## Stated task:
Please rewrite only the lines from the one containing "the white fireplace" through the end of the entries, inclusive, keeping the requests. Shift each coordinate by adding 66 to both of its numbers.

========================

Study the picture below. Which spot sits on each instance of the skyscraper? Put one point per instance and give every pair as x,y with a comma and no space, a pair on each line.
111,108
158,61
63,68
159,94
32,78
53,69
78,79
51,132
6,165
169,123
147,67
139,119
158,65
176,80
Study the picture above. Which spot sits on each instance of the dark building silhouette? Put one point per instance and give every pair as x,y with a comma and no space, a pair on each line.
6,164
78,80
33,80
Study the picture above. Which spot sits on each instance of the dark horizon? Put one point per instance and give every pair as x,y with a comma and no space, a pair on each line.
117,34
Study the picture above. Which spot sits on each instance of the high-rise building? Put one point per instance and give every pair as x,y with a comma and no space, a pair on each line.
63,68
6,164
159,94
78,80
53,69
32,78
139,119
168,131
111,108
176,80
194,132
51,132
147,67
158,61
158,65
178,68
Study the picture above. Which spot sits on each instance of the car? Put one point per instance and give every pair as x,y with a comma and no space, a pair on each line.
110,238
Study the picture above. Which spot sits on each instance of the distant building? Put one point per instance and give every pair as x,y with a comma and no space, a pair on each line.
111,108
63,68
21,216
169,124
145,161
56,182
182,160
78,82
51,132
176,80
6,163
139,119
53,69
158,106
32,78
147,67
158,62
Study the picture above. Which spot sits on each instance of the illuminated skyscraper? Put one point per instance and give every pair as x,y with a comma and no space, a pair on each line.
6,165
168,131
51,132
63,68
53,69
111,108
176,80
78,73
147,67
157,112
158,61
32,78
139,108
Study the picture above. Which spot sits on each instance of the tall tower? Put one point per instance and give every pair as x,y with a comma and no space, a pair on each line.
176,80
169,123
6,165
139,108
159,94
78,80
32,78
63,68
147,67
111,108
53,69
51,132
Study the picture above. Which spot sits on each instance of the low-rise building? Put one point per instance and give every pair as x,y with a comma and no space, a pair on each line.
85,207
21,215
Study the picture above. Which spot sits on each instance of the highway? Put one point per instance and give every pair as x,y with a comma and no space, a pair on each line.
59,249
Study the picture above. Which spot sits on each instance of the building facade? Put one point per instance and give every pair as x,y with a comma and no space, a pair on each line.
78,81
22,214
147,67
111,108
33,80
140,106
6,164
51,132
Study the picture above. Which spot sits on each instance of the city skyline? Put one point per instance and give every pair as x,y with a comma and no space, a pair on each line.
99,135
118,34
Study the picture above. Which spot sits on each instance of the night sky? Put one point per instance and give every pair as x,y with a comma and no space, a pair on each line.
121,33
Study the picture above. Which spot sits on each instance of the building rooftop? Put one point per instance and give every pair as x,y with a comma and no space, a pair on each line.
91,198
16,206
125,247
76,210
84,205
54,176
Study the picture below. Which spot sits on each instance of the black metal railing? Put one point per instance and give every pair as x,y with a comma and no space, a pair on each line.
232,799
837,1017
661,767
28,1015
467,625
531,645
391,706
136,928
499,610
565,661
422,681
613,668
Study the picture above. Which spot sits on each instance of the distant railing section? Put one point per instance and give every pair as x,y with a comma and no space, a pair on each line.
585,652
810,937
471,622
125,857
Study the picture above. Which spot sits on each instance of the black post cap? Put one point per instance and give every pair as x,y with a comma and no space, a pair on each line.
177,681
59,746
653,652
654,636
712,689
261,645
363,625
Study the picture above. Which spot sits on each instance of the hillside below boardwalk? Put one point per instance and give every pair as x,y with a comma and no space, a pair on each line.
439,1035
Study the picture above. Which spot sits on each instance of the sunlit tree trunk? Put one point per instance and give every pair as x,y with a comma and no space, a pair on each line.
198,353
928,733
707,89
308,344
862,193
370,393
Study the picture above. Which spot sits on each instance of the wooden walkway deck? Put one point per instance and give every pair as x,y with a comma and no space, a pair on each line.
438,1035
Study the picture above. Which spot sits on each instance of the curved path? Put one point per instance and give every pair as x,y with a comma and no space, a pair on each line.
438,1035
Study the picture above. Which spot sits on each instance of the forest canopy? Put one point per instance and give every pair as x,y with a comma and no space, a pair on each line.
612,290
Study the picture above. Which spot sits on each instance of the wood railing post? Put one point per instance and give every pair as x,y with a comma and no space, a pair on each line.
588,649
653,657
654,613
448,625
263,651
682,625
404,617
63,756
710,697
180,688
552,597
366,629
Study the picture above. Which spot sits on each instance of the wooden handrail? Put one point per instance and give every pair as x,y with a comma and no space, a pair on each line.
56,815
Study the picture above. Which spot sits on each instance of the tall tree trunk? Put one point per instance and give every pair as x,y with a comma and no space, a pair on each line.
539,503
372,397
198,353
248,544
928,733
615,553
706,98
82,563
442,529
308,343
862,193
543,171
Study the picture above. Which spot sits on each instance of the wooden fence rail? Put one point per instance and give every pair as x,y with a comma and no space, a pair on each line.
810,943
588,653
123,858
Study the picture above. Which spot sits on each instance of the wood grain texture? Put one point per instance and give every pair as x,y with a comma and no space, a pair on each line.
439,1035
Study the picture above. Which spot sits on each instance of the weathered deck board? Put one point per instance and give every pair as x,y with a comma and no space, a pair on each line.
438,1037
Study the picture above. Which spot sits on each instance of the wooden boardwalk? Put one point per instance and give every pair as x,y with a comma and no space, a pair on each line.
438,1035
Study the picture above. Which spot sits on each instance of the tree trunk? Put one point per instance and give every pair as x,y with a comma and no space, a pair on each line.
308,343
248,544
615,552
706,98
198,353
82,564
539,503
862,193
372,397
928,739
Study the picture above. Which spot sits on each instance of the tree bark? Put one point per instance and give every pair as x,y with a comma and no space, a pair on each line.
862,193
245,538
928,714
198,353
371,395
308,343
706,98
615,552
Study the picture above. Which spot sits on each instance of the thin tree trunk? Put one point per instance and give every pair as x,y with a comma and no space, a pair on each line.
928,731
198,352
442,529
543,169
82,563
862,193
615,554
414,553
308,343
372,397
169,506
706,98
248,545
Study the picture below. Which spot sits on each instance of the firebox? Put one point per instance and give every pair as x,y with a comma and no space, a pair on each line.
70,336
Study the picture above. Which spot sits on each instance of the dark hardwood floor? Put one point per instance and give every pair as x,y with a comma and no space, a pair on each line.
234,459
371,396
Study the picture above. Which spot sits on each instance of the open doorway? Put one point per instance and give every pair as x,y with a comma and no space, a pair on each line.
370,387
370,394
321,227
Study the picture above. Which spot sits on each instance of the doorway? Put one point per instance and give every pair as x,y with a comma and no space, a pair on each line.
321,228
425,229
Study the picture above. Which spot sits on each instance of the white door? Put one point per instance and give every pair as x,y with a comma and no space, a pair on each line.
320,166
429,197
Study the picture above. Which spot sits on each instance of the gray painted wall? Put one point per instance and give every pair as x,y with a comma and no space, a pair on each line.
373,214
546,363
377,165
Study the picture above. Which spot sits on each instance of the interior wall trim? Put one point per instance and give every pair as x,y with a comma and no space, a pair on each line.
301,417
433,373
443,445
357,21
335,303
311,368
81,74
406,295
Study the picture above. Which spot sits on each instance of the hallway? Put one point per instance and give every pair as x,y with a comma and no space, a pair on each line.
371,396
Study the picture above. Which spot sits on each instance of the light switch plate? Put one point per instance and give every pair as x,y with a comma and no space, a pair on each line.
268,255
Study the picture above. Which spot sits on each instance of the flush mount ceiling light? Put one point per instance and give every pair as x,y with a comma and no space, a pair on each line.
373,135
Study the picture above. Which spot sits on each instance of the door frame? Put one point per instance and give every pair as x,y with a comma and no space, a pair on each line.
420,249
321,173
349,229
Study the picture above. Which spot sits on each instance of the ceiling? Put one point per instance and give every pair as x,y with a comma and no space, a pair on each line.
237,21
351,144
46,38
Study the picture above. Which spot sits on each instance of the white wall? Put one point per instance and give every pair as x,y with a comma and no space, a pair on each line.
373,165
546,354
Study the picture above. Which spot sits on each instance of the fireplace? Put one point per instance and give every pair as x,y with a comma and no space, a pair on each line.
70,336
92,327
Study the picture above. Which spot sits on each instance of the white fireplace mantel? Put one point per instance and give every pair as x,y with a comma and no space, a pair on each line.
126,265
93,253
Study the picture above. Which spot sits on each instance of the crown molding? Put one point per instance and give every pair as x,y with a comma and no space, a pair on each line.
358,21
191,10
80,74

========================

## Response:
Study the picture above. Which spot sits on each instance of the white fireplace mantel? Put one point per instance and give every pair as x,y with a comma and no space, a pair on each line.
192,331
159,319
Study the picture above. Which spot sits on each instance of the crown molding? Put one point per instance and give every pair as x,y with a comma and no space, a pair on each line.
424,87
257,76
146,140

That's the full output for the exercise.